SET PROBLEM
Please copy the material from the line containing "Find each dark" through the end, substituting "example" for each "sample" and leaving everything else unchanged.

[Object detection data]
#####

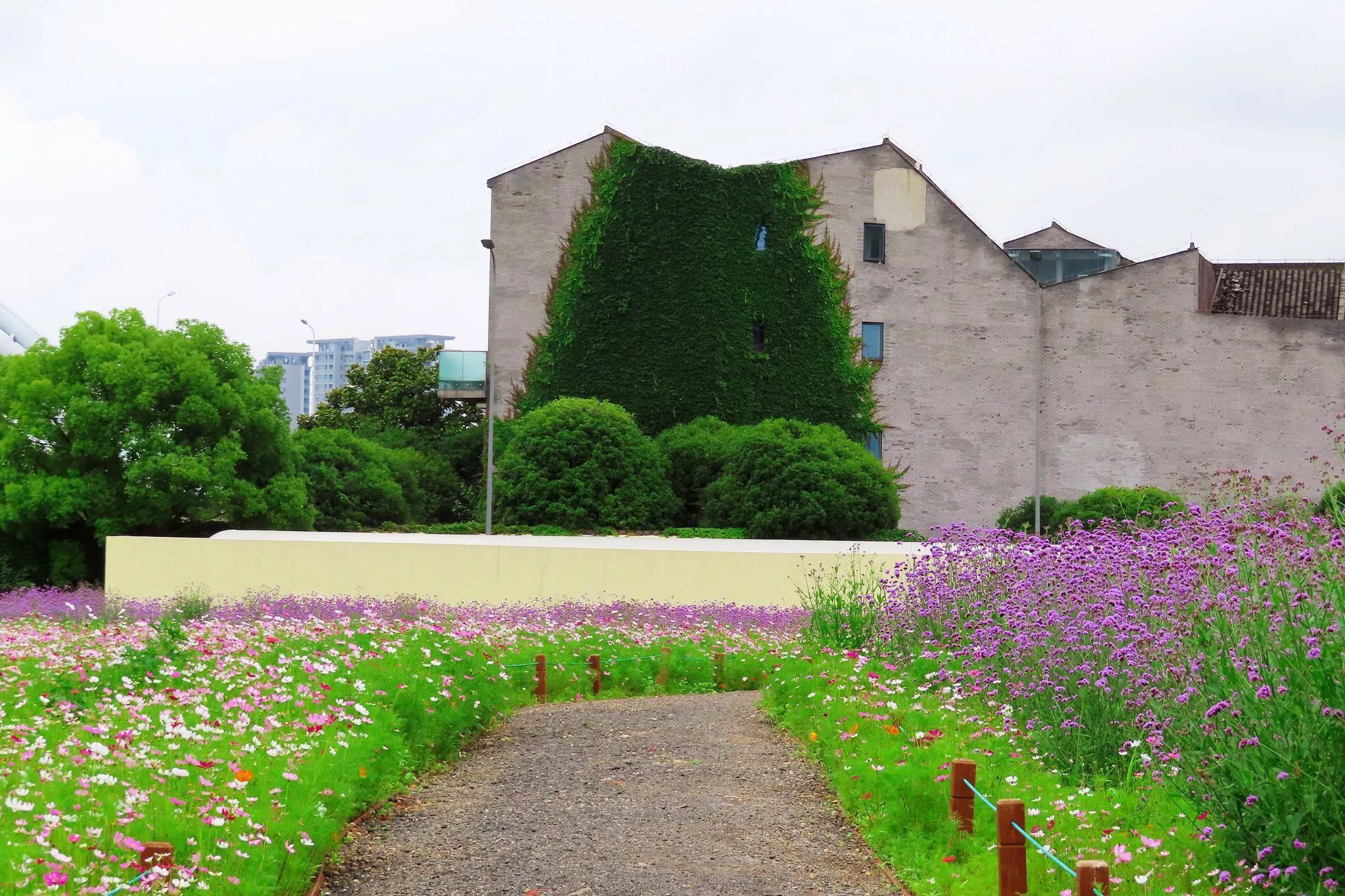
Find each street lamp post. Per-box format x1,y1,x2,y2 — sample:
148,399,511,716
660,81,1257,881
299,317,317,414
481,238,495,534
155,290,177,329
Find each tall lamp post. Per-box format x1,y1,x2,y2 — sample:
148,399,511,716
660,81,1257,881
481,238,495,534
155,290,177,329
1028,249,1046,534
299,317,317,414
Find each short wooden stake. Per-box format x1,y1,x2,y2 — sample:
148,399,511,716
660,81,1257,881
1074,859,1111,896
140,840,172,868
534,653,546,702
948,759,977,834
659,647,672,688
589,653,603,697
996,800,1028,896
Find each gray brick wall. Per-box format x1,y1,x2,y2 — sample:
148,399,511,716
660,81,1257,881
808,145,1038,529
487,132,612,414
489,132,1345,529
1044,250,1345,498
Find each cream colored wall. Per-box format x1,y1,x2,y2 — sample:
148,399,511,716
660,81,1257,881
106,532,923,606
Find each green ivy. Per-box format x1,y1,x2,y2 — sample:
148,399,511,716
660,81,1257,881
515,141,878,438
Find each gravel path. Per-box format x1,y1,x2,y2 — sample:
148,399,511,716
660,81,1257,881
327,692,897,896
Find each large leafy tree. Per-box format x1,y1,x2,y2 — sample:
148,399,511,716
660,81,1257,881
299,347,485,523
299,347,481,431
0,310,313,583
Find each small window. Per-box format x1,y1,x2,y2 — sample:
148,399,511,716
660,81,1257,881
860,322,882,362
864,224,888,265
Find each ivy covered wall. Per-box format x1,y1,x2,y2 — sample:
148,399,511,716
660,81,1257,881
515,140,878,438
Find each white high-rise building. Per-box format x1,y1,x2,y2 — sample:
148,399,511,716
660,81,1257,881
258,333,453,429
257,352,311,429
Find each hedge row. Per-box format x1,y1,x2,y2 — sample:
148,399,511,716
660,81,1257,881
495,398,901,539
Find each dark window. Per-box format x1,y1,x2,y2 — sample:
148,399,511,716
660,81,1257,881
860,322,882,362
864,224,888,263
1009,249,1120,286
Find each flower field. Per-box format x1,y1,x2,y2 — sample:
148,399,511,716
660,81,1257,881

#####

REPLY TO THE TASK
Find each dark window. Per-box format x1,y1,x2,y2 — example:
148,399,511,716
660,81,1257,881
860,322,882,362
864,224,888,263
1009,249,1120,286
Find each flower field. Per-box format x1,y1,x2,y2 — example:
148,399,511,716
660,81,1257,881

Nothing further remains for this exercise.